_What this task involves_
Please convert the records into a numbered list, starting at the line that contains "of the sandy" and ending at the last line of the records, with both of those lines included and blank lines left out.

-- Start --

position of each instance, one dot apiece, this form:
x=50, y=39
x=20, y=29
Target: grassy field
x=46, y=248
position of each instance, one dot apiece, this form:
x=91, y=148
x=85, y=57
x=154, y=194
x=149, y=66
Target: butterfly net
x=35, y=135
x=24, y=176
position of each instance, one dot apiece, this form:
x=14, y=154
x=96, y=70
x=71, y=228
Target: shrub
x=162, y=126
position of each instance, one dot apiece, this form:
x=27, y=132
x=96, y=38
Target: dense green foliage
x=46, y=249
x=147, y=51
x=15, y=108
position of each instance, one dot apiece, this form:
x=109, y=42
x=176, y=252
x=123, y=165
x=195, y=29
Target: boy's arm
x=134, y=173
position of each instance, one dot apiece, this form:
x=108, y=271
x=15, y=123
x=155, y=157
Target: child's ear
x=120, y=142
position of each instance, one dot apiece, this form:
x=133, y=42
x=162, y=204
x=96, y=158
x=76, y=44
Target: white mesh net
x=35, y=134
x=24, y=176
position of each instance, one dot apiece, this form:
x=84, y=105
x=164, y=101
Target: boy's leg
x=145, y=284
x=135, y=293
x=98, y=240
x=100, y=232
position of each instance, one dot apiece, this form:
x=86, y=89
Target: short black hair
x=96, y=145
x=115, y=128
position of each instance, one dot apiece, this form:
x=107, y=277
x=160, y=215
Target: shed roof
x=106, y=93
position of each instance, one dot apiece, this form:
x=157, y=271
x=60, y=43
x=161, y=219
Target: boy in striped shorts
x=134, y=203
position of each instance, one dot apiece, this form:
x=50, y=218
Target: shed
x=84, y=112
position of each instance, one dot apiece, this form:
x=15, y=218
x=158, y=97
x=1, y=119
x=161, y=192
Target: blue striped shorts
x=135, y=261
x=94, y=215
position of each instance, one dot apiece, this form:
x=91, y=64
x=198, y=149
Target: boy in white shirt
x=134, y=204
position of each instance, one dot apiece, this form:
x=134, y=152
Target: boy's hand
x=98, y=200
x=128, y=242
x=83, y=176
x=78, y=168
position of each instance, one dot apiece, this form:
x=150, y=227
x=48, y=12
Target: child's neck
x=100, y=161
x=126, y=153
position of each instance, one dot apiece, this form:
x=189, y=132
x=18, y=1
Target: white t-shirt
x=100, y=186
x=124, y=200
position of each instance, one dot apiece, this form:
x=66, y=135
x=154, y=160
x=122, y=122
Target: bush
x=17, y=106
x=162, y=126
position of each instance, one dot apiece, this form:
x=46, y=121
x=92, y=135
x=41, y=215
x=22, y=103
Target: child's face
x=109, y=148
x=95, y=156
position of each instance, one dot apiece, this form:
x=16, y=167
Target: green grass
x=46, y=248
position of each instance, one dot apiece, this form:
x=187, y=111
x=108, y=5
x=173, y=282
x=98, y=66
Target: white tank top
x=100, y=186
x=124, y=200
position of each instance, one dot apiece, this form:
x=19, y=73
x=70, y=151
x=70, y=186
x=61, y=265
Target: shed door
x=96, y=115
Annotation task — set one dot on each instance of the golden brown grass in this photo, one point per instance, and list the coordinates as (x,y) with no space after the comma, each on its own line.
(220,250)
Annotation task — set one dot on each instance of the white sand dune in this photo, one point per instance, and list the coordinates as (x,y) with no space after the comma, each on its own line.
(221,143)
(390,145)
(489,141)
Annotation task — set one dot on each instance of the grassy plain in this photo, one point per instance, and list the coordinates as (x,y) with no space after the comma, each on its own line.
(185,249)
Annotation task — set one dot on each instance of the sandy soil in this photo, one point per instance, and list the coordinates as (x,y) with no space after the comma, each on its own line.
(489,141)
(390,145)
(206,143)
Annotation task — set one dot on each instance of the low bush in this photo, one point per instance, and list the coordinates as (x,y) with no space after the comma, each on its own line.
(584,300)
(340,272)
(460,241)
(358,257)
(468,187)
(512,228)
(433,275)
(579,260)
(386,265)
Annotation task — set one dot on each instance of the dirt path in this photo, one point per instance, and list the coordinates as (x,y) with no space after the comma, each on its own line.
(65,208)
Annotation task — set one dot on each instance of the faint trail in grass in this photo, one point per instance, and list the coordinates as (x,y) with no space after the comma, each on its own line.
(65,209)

-- End --

_Result below_
1. Annotation task — set one dot on each instance of the sandy soil in this photo, one point per instance, and list the coordinates as (x,y) with no space after the comma, each on its own line.
2. (489,141)
3. (390,145)
4. (206,143)
5. Annotation task — set one dot on each instance of the low bush in this photo, one point per instance, and list the coordinates as (x,y) with no space after the comma, each on its own line.
6. (584,300)
7. (340,272)
8. (460,241)
9. (358,257)
10. (468,187)
11. (512,228)
12. (433,275)
13. (579,260)
14. (386,265)
15. Annotation task — set one dot on each instance of the dirt path in this photo, one point per instance, and list the coordinates as (x,y) with no space after the comma, each on its own line.
16. (65,208)
17. Annotation task — set one dot on each instance of the faint trail in grass in this photo, one point per instance, and list the coordinates as (x,y) with no space after the comma, each on its own line.
18. (65,209)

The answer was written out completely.